**Objective:** Output the lines of the listing below, from the line containing "For this exercise we mark the pebble" down through the line containing "[(604, 81), (404, 186)]", as a JSON list of strings with one string per line. Leave out any blank lines.

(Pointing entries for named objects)
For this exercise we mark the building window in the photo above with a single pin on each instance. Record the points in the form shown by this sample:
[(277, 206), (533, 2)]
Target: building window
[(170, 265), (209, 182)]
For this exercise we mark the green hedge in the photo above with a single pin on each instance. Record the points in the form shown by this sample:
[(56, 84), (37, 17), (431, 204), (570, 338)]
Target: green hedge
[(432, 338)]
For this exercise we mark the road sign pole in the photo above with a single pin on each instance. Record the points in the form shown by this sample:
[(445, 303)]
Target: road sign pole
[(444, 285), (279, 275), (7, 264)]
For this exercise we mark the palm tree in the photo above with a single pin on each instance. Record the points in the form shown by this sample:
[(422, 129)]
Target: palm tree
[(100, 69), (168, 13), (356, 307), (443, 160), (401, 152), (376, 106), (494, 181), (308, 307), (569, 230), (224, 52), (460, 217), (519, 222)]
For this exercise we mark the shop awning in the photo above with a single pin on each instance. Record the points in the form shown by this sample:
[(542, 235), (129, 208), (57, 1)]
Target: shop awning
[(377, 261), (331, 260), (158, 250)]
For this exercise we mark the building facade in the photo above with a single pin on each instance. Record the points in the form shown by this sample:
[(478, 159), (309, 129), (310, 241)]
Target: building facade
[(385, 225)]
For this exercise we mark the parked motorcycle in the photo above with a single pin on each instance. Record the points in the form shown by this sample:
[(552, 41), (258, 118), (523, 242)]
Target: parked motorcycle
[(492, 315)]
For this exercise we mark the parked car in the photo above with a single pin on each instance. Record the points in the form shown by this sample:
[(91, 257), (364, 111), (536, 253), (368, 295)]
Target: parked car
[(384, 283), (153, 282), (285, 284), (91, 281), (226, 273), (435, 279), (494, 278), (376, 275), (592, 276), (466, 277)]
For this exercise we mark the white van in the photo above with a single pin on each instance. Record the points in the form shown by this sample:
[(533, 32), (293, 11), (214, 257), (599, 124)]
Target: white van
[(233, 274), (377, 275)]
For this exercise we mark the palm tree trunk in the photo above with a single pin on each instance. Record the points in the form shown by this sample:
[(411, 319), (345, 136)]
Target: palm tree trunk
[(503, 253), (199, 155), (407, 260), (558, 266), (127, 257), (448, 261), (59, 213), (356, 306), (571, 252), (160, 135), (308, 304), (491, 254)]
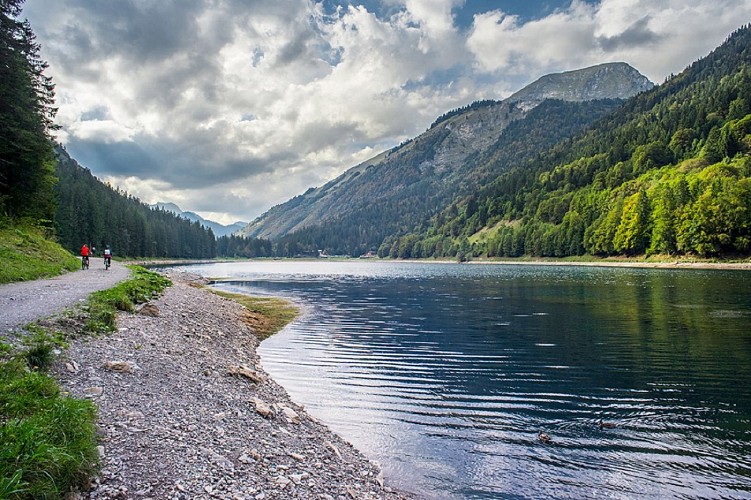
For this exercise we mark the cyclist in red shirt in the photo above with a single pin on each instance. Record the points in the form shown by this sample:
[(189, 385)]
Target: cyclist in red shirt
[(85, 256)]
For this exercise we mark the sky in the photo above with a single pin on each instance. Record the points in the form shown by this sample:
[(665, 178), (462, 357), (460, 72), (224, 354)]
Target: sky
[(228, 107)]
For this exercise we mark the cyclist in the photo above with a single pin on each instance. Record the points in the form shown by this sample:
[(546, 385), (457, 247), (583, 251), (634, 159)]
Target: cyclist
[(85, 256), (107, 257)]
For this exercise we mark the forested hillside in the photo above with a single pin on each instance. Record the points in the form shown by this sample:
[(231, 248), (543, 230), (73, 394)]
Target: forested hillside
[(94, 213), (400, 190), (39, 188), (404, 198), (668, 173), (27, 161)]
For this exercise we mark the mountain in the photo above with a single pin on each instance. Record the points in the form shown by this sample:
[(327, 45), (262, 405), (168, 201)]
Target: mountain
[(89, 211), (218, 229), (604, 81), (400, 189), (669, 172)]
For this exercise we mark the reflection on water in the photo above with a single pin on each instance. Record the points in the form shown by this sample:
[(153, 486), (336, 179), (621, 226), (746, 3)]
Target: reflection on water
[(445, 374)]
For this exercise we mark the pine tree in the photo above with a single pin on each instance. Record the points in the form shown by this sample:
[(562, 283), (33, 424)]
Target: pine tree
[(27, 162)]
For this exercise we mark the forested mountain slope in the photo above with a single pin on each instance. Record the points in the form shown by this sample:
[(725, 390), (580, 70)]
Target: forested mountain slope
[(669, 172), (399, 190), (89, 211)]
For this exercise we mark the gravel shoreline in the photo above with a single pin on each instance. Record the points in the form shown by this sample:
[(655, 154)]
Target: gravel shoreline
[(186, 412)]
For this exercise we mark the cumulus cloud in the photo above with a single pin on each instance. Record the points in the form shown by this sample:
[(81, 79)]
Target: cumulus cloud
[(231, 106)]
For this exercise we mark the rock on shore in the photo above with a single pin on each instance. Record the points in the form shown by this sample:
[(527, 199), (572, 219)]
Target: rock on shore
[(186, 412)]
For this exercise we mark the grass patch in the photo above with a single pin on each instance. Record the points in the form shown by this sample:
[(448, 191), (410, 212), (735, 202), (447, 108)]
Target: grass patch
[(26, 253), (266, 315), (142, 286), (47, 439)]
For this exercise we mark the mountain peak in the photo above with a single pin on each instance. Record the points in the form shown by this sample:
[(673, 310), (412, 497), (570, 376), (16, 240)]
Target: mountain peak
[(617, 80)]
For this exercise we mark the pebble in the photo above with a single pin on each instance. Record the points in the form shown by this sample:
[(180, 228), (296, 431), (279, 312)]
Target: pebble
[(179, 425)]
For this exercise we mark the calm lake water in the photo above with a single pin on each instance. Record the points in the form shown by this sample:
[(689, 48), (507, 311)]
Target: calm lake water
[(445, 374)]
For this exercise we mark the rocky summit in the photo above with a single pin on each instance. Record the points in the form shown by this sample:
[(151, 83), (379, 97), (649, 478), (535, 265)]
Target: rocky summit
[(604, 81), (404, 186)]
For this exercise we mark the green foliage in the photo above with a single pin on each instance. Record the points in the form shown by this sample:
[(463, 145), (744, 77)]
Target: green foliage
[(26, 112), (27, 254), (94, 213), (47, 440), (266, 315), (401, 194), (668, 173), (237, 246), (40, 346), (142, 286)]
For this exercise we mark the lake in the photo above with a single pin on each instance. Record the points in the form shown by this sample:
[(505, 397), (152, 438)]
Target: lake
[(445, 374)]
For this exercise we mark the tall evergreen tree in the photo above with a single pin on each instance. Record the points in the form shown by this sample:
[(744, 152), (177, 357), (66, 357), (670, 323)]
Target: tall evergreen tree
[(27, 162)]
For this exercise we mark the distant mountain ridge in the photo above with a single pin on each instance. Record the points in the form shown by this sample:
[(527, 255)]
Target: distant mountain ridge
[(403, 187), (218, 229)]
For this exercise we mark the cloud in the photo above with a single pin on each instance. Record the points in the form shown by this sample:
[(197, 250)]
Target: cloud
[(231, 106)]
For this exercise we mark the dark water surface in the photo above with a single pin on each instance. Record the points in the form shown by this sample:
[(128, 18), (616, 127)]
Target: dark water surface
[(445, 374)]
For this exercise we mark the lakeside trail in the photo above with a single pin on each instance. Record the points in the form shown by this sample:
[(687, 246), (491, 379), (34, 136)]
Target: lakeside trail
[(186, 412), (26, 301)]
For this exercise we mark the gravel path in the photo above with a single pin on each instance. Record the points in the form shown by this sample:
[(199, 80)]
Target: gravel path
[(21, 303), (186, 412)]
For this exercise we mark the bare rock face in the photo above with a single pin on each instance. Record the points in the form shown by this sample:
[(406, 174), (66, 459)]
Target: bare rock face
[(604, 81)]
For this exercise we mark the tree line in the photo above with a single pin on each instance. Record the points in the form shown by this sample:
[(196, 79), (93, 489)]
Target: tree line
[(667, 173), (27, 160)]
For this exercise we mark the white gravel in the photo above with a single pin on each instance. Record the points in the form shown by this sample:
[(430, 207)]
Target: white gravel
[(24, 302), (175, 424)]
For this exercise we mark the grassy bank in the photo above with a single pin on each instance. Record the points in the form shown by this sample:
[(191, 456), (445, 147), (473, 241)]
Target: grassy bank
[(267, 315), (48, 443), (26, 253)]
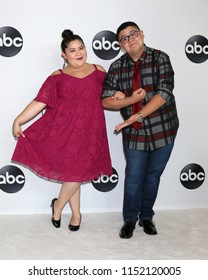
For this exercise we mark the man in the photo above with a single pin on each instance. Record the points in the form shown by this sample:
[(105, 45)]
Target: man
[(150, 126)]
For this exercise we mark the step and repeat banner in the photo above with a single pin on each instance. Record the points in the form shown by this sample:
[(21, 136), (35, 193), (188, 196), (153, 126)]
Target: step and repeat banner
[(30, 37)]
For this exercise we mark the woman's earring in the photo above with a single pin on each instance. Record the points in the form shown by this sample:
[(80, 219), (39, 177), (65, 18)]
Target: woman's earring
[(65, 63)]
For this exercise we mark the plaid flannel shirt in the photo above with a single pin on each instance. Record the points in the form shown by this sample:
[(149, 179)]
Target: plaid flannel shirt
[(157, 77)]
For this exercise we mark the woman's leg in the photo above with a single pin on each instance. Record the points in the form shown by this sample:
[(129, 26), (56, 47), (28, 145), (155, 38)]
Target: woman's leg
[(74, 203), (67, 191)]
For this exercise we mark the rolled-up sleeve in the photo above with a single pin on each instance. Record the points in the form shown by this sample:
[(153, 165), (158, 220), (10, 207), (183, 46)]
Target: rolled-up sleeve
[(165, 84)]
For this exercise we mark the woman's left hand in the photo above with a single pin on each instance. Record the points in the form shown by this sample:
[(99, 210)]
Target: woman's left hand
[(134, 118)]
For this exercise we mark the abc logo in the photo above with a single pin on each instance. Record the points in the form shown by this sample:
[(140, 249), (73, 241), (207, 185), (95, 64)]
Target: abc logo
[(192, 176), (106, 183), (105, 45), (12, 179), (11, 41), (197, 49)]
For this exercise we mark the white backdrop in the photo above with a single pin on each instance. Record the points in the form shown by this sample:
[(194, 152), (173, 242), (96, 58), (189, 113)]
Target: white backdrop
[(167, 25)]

**Output for this exercise:**
[
  "For this exercise we mark the pebble in the photo above with a single pin on each instance. Record the points in the form shown by this sample:",
  "[(180, 228), (296, 431), (279, 312)]",
  "Target: pebble",
  "[(179, 425)]",
  "For this exercise we mark the calm lake water in the photo above with a single pin on each instance. Record the points in the form shown by this sample:",
  "[(689, 48), (507, 311)]",
  "Target: calm lake water",
  "[(445, 374)]",
  "For this exercise we mark the rocky summit in the photo above with a single pin on each instance. Record the points in the form shown by this sample:",
  "[(151, 83), (379, 97), (649, 478), (535, 265)]",
  "Target: rocky summit",
  "[(604, 81), (404, 186)]"
]